REQUIREMENT:
Each record below should be returned exactly, with its pictures left out.

RECORDED DATA:
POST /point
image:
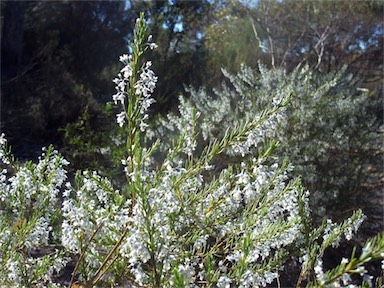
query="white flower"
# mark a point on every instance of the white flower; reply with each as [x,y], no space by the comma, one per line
[224,282]
[121,118]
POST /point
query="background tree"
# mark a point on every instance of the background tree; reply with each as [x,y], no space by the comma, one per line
[66,59]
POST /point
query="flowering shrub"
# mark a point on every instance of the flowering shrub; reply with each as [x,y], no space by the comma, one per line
[182,221]
[327,130]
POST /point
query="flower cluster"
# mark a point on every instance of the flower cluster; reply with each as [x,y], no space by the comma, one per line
[135,85]
[29,205]
[188,219]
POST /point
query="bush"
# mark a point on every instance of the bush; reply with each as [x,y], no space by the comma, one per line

SOLVED EXERCISE:
POST /point
image:
query="white flower"
# mark a point on every instance of the white flower; reply with each as [x,y], no space by the comma, one per line
[224,282]
[121,118]
POST /point
query="background tree"
# mark a point on every instance of the background tree; reply with each as [x,y], no space by the comma, one per line
[66,59]
POST /point
query="flowering shrub"
# mark a point on every instance of the flowering shrub; reply with each as [x,y], no space by the comma, one per line
[182,221]
[327,130]
POST /point
query="flower cluster"
# mark a point on every instance of the flower cluster; reply with each as [x,y], no space by the comma, one per line
[135,85]
[29,205]
[188,219]
POST /point
query="bush"
# mark a point on every instance of the bush; reply with each as [x,y], no space by the comma, one per line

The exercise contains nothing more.